Work task 1
In the essay on tactical media, what is the title of the article by Geert Lovink and Ned Rossiter that it quotes?
Work task 2
Summarize the essay on tactical media in two sentences.

Document passage
------------------------------------------------------------------------

Tuesday 22 March 2011

Tactics

Abstract


According to Geert Lovink and Ned Rossiter in their article ‘Dawn of Organized Networks’, “it is retrograde that tactical media in a post-Fordist era continue to operate in terms of ephemerality and the logic of ‘tactics’” (Lovink and Rossiter, 2005: 2-3). This essay focuses on the above quote in various ways: It approaches the concept of tactical media and provides a brief description of the entity, as well as explains the rooted aspect of short-terminism and concentrates on its logics. All this is related to the thoughts of most influencing theoreticians and my own experience within this specific field.


Tactical Media characteristics


There have been numoerous studies of ‚wired‘ political engagement in all its diverse forms, network-based activism and political organization (e.g., clicktivism, smart mobs) and hacktivism chief among them. While I do cross paths with some of these studies in my treatment of electronic civil disobedience and other hacktivist tactics, my interests lie in articulating the aesthetic strategies of artist-activists producing persuasive games, information visualizations, and hybrid (we might even say ‚new‘) forms of academic criticism. (Raley, 2009: 5)


According to the above author, as well as other influencing theoreticians, a new form of art expression emerges from the digital culture. Named tactical media, the entity got refined during the last few years of academic study and cyber-artistic activism; finally morphing into an extraordinarily extremist movement underlined with strong ideological background and guerilla tactics.

There is no simple way to describe this radical interest group. According to Raley:


Tactical media are what happens when cheap do it yourself media made possible by the revolution in consumer electronics are exploited by those who are outside of the normal hierarchies of power and knowledge. (…) It is not simply about reappropriating the instrument but also about reengineering semiotic systems and reflecting critically on institutions of power and control. (Lovink in Raley, 2009: 16)

------------------------------------------------------------------------

Source information

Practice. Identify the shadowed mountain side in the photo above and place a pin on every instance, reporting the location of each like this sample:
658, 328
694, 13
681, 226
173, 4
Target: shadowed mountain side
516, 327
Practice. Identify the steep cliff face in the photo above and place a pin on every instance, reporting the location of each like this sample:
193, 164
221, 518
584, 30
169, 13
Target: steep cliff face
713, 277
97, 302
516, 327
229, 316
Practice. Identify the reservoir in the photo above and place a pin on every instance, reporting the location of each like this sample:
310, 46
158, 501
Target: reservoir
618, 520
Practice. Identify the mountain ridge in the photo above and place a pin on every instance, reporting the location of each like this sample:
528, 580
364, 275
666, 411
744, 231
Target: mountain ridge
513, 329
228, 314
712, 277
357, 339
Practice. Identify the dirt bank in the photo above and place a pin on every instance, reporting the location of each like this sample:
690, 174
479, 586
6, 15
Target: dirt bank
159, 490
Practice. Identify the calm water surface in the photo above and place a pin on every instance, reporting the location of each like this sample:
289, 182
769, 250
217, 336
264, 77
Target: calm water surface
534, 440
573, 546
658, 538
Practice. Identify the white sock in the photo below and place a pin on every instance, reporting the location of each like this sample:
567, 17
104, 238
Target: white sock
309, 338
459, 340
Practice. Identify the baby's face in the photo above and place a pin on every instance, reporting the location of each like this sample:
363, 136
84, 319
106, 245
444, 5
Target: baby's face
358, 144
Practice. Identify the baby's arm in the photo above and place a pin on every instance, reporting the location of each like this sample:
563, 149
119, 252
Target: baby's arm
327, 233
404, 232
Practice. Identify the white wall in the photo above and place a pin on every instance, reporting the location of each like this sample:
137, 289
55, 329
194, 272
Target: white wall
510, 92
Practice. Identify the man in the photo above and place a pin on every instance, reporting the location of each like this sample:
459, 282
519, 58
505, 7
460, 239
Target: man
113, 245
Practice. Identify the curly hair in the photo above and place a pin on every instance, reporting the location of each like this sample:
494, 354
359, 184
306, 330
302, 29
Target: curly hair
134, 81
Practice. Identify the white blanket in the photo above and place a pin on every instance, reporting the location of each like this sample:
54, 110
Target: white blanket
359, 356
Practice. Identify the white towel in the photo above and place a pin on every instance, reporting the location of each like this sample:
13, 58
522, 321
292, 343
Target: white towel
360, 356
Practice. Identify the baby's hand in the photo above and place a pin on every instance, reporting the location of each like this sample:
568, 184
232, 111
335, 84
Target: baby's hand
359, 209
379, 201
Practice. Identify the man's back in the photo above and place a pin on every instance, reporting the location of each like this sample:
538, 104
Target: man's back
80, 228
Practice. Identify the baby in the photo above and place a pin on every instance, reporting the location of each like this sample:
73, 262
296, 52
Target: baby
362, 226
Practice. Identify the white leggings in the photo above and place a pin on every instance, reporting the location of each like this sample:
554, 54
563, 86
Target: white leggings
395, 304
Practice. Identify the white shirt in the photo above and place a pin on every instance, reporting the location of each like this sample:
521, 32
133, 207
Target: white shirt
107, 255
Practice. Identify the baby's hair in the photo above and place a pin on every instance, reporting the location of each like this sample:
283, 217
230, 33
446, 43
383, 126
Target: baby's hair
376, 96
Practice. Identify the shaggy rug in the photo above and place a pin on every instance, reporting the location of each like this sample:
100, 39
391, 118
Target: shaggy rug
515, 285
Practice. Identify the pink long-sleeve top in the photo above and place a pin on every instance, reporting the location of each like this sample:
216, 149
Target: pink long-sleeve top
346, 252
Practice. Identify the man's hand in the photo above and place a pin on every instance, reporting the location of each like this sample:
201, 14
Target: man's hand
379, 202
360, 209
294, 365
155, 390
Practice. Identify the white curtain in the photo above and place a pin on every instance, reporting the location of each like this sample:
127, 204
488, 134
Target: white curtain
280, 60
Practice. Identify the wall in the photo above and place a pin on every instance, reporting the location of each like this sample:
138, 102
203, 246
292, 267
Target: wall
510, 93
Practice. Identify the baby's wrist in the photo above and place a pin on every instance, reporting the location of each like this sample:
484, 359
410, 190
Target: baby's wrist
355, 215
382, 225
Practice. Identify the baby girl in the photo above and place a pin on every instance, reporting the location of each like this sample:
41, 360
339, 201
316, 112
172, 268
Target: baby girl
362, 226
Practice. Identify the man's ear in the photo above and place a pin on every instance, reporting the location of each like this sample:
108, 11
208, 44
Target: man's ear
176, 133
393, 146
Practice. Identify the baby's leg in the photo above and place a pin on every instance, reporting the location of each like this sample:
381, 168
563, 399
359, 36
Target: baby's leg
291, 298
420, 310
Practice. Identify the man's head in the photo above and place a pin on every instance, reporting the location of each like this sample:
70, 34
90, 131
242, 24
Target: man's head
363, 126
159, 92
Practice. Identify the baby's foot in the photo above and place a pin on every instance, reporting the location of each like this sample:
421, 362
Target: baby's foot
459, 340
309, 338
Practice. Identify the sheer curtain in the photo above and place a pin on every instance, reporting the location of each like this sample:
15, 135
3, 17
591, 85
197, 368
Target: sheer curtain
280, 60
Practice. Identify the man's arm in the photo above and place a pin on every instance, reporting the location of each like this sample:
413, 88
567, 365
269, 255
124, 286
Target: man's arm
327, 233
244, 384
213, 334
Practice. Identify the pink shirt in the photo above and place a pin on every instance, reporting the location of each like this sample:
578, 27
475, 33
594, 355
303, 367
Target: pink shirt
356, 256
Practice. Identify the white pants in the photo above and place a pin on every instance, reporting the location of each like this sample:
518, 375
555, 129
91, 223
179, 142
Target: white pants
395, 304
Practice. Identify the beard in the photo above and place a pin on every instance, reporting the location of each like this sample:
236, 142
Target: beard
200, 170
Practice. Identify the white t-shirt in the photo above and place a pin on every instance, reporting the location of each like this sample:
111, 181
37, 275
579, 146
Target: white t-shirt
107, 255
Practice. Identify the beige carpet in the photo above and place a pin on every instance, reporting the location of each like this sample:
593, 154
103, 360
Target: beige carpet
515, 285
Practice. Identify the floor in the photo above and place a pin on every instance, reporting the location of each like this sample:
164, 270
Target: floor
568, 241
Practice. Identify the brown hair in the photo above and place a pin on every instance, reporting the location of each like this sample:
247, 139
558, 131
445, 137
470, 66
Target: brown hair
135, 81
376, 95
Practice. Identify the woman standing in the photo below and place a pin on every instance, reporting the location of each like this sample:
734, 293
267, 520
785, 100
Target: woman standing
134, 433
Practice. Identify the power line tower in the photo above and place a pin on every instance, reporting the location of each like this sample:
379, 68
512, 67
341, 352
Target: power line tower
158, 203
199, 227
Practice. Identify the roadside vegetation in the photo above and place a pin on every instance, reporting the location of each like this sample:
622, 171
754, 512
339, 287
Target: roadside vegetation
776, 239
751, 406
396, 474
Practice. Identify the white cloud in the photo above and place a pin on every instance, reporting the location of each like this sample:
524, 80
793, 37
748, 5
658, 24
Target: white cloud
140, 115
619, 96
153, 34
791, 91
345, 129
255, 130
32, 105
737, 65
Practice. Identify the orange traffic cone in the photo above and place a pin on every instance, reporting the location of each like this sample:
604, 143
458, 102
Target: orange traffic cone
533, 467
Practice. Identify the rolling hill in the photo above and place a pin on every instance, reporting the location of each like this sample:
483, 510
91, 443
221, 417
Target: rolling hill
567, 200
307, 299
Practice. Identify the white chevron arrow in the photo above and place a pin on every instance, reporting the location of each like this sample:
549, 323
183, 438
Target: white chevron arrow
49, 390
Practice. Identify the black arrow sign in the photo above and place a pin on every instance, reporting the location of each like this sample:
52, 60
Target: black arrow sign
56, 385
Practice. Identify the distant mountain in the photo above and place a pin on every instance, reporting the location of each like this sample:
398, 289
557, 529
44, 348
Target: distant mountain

------------------------------------------------------------------------

Response area 1
'Dawn of Organized Networks'

Response area 2
The essay takes up Lovink and Rossiter's claim that it is retrograde for tactical media in a post-Fordist era to keep operating in terms of ephemerality and the logic of "tactics," and it describes tactical media and the logic of short-terminism. Drawing on Raley, it presents tactical media as a new form of art expression emerging from digital culture, in which cheap do-it-yourself media are exploited by those outside the normal hierarchies of power and knowledge.